:: Aim of the exercise ::
Check every line of the entries for "below", and copy the lines that hold it.

══ Listed records

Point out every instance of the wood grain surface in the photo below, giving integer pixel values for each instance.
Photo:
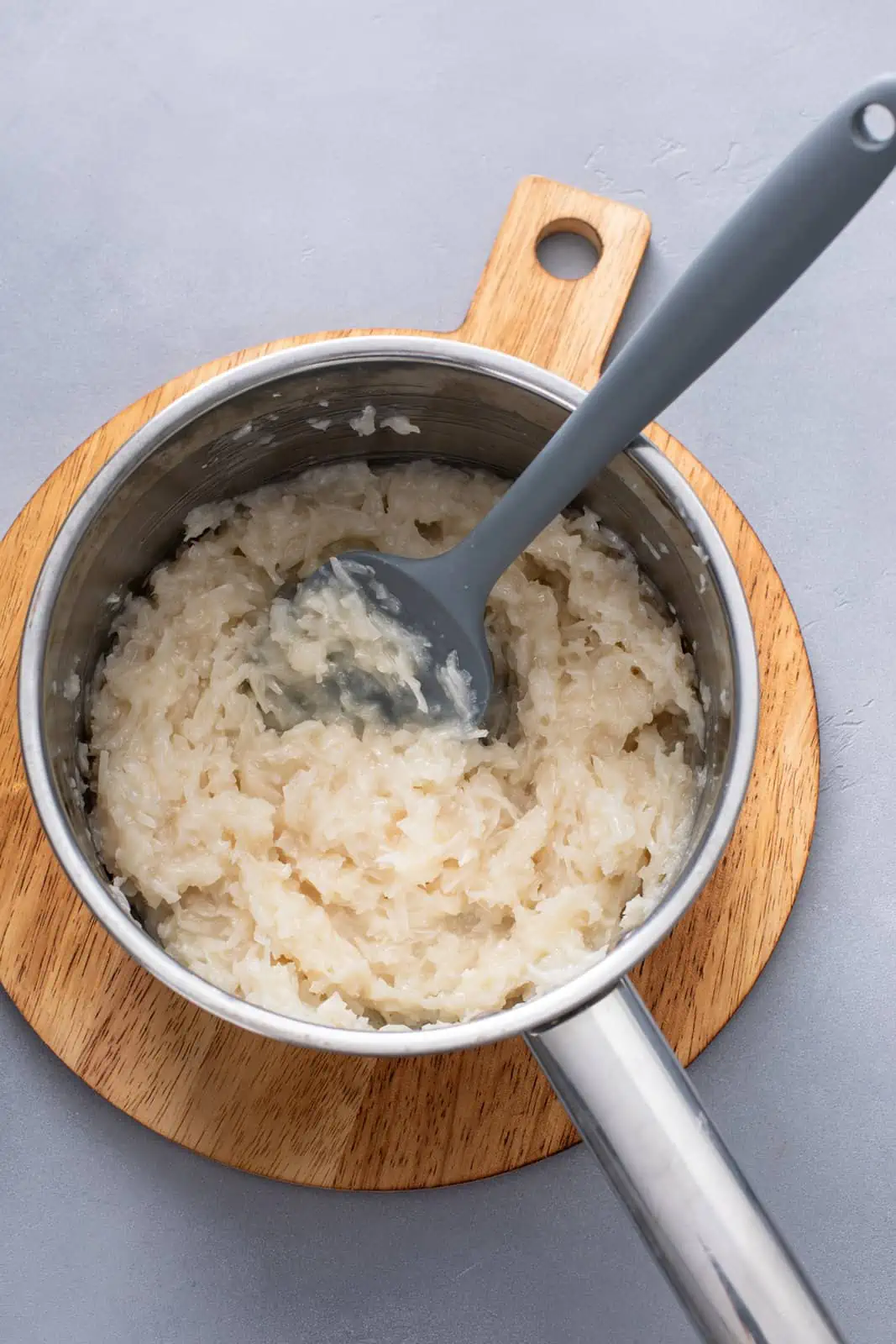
(369, 1124)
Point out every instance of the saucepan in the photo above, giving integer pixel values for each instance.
(594, 1038)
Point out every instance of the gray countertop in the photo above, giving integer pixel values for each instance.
(181, 181)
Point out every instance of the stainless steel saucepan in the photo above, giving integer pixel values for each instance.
(593, 1037)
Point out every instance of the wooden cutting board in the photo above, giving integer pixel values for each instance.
(369, 1124)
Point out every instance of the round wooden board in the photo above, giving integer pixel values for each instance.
(369, 1124)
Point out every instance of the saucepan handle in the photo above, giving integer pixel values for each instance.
(634, 1106)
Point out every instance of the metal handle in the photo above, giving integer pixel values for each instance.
(636, 1109)
(774, 237)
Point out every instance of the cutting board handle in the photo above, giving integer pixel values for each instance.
(564, 326)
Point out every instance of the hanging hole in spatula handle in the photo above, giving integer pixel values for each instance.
(564, 324)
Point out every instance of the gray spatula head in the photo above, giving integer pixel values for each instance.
(755, 259)
(439, 645)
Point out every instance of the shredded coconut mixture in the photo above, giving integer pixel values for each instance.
(374, 877)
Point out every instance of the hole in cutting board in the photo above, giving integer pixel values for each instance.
(569, 249)
(873, 127)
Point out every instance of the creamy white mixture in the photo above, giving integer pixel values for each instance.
(374, 877)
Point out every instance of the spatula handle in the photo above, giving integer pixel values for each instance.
(755, 259)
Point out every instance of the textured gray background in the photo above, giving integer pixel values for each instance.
(179, 181)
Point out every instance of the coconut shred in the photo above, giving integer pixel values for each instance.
(369, 875)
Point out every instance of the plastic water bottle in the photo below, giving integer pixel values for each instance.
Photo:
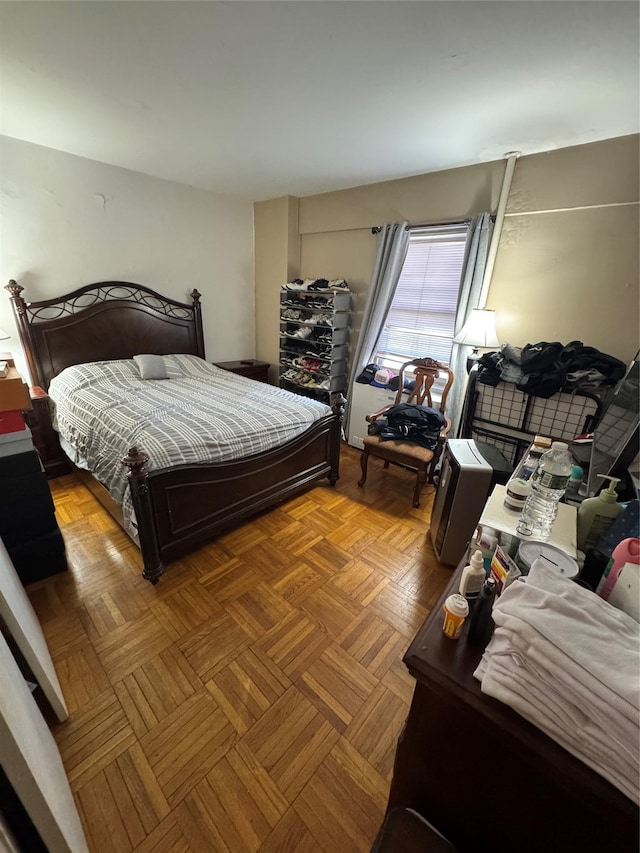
(548, 485)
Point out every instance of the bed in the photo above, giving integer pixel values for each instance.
(178, 507)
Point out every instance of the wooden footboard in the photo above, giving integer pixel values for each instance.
(180, 508)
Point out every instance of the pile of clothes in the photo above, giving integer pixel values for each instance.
(410, 422)
(545, 368)
(569, 662)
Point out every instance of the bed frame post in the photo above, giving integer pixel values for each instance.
(136, 461)
(24, 328)
(197, 312)
(338, 402)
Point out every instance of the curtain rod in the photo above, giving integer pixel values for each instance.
(378, 228)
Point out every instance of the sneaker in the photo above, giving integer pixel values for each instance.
(303, 333)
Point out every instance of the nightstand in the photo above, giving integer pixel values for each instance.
(45, 438)
(250, 367)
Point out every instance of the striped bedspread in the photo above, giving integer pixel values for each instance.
(200, 414)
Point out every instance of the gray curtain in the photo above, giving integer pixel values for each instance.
(393, 243)
(470, 289)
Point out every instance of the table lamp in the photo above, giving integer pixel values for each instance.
(479, 330)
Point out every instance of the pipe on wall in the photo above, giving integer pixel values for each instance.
(511, 158)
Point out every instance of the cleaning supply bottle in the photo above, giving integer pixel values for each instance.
(481, 617)
(473, 576)
(575, 481)
(627, 551)
(548, 485)
(596, 515)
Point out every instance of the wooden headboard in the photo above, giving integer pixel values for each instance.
(101, 322)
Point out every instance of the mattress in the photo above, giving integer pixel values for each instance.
(199, 414)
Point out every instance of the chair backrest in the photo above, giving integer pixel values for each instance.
(424, 371)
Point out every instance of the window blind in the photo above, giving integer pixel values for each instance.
(421, 320)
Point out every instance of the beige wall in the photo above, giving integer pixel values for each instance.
(567, 266)
(277, 260)
(68, 221)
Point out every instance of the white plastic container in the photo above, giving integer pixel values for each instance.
(473, 576)
(552, 557)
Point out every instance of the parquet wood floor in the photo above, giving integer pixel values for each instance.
(252, 700)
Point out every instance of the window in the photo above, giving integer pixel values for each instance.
(422, 316)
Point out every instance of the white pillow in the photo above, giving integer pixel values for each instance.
(151, 366)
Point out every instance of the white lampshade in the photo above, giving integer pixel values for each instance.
(479, 330)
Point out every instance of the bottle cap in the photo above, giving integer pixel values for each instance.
(457, 604)
(542, 442)
(609, 494)
(477, 560)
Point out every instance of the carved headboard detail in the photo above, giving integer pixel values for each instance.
(101, 322)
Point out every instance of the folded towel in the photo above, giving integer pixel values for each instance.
(570, 663)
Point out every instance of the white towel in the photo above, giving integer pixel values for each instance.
(570, 663)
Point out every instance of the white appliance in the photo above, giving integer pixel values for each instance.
(365, 400)
(465, 481)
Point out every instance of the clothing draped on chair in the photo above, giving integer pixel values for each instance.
(470, 290)
(392, 251)
(398, 441)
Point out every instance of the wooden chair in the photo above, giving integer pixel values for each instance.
(408, 453)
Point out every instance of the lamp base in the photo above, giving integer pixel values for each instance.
(472, 359)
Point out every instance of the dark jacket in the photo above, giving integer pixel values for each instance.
(411, 422)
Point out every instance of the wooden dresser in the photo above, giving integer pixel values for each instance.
(487, 779)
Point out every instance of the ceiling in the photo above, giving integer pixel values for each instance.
(264, 99)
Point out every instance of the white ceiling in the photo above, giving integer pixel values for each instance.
(264, 99)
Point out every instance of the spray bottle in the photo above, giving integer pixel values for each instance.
(596, 515)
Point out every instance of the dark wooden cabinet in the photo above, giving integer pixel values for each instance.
(45, 438)
(486, 778)
(28, 525)
(250, 367)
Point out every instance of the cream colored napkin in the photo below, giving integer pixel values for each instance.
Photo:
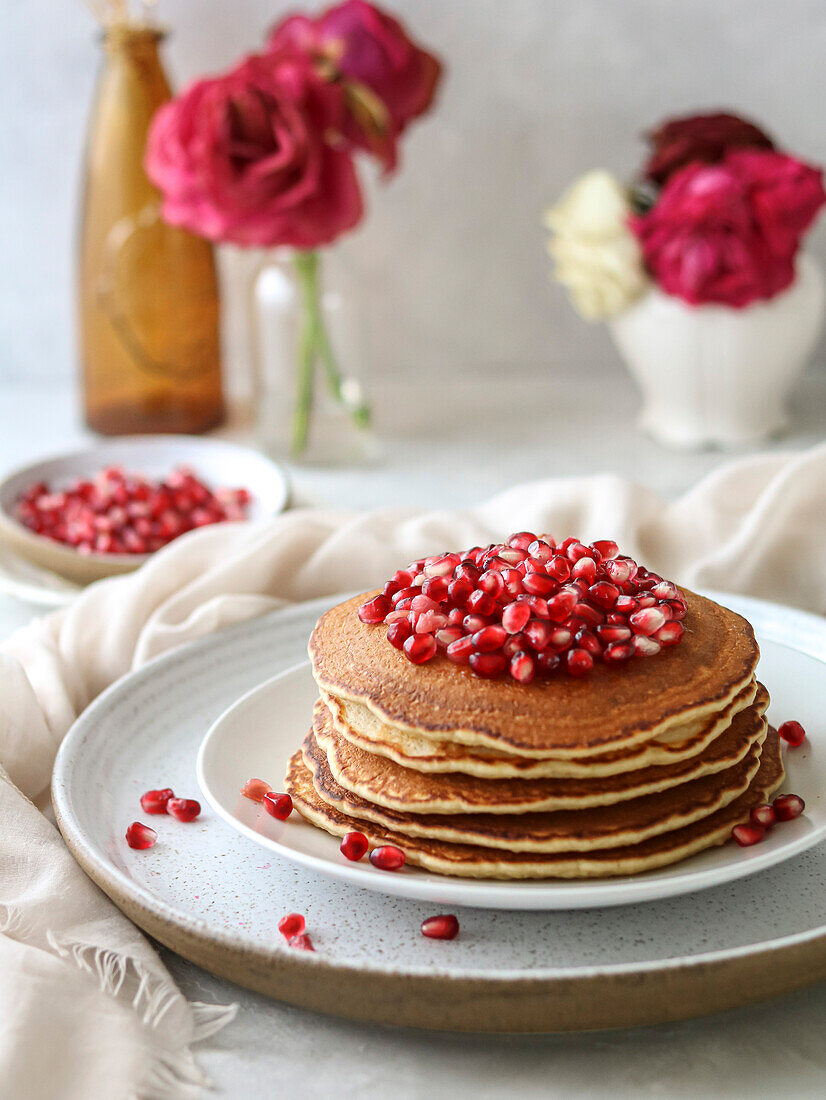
(84, 1000)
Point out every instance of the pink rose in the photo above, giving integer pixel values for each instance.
(703, 138)
(251, 157)
(728, 232)
(365, 47)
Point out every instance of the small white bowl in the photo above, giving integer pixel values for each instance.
(221, 464)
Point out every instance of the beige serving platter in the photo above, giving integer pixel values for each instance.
(215, 895)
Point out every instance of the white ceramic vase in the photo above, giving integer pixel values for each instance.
(716, 376)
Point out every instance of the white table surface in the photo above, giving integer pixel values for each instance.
(448, 446)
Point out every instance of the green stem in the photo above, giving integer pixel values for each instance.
(305, 263)
(307, 270)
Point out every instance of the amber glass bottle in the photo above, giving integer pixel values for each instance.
(147, 292)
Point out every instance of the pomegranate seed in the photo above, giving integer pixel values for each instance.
(746, 835)
(292, 924)
(278, 805)
(460, 651)
(580, 662)
(618, 652)
(301, 943)
(140, 836)
(584, 570)
(763, 816)
(354, 846)
(154, 802)
(538, 634)
(481, 603)
(398, 633)
(561, 605)
(788, 806)
(255, 789)
(487, 666)
(522, 667)
(604, 594)
(185, 810)
(538, 584)
(647, 622)
(645, 647)
(489, 638)
(387, 858)
(606, 548)
(444, 926)
(420, 648)
(670, 634)
(515, 617)
(791, 732)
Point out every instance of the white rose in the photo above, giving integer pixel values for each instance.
(596, 255)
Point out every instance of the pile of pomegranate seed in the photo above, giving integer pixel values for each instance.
(444, 926)
(354, 846)
(165, 802)
(529, 606)
(785, 807)
(121, 513)
(792, 733)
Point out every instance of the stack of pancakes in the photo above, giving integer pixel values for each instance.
(625, 771)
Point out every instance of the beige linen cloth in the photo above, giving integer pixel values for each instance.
(86, 1007)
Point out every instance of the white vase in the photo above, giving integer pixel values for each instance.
(716, 376)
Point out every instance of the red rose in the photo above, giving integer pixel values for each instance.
(366, 48)
(703, 138)
(728, 232)
(249, 157)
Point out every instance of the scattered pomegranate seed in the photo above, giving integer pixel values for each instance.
(185, 810)
(763, 816)
(354, 846)
(140, 836)
(292, 924)
(120, 513)
(746, 835)
(444, 926)
(387, 858)
(793, 733)
(301, 943)
(277, 805)
(154, 802)
(529, 606)
(255, 789)
(788, 806)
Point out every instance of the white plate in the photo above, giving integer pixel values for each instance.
(212, 894)
(260, 733)
(219, 462)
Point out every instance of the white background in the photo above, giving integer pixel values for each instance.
(450, 264)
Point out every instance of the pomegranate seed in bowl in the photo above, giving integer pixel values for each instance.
(141, 836)
(185, 810)
(155, 802)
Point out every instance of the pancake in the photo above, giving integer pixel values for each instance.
(385, 783)
(560, 717)
(563, 831)
(363, 728)
(475, 861)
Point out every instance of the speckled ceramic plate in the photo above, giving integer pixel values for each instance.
(216, 897)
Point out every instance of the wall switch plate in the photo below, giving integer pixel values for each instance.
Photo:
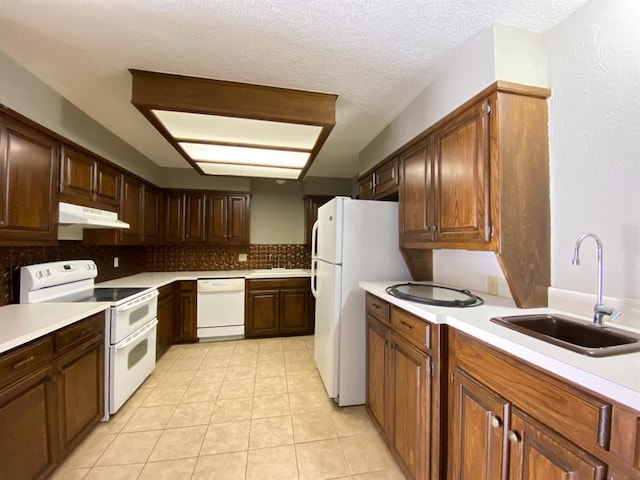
(492, 285)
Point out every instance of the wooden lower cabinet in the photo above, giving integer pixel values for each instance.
(51, 396)
(28, 440)
(275, 307)
(164, 332)
(185, 320)
(80, 392)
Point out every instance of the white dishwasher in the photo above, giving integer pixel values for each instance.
(220, 308)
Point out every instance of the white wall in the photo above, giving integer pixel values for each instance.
(594, 125)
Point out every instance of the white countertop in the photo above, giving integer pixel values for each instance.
(22, 323)
(616, 377)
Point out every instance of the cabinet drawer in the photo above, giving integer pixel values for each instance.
(377, 308)
(22, 360)
(79, 332)
(411, 327)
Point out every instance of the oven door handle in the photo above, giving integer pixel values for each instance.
(137, 302)
(136, 335)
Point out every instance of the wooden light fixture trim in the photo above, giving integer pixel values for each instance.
(177, 93)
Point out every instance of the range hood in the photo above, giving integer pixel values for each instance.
(73, 219)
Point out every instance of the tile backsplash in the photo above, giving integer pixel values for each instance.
(137, 259)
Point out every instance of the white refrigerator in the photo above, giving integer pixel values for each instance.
(353, 240)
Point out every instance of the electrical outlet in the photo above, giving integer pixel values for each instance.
(492, 285)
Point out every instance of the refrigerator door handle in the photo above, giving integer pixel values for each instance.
(314, 240)
(314, 277)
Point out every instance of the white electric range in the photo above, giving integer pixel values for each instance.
(130, 322)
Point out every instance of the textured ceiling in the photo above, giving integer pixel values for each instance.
(377, 55)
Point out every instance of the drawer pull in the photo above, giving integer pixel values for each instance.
(22, 363)
(496, 422)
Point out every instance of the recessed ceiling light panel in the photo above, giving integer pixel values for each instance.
(245, 156)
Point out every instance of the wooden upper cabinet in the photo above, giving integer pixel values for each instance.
(461, 177)
(132, 210)
(28, 176)
(416, 194)
(152, 223)
(194, 217)
(87, 181)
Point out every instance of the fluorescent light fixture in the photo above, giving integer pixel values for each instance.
(248, 170)
(239, 131)
(245, 155)
(236, 129)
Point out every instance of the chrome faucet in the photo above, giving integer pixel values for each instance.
(599, 310)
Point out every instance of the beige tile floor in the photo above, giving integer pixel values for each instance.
(247, 409)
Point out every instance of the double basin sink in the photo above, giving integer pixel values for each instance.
(576, 335)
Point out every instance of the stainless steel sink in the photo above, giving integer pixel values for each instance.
(572, 334)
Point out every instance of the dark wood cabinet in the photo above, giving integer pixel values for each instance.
(88, 181)
(278, 307)
(28, 437)
(152, 218)
(164, 333)
(227, 218)
(311, 205)
(132, 210)
(28, 177)
(403, 397)
(51, 396)
(381, 183)
(185, 319)
(80, 392)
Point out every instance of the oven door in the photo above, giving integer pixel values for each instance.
(130, 362)
(125, 319)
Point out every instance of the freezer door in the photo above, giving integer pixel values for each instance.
(327, 333)
(329, 234)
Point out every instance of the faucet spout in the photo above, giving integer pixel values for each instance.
(599, 310)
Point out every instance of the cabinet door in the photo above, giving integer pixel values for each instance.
(107, 190)
(461, 177)
(410, 384)
(131, 210)
(185, 314)
(194, 218)
(477, 430)
(164, 336)
(536, 453)
(80, 386)
(77, 176)
(28, 178)
(294, 311)
(217, 218)
(174, 217)
(377, 341)
(151, 231)
(416, 195)
(238, 219)
(262, 313)
(28, 439)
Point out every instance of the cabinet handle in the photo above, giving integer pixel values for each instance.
(514, 437)
(496, 421)
(22, 363)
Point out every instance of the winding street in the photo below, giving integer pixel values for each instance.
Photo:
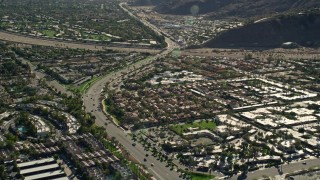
(92, 100)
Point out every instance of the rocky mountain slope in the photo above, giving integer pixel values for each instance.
(302, 29)
(229, 8)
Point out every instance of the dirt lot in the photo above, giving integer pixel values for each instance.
(300, 53)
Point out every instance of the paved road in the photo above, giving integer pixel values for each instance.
(286, 168)
(92, 104)
(64, 44)
(54, 84)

════

:: Worked solution ::
Point out every instance of the wood grain surface in the photo below, giving integer pixel values for each instance.
Point out every instance of the plastic water bottle in the photo below, giving integer pixel values for each instance.
Point out every instance of the cream colored napkin in the photo below, giving integer pixel values for each instance.
Point out every instance of the wall switch plate in the photo below, giving integer pixel values for each instance.
Point out every instance of the winding street in the photo below, giving integer pixel values for each instance.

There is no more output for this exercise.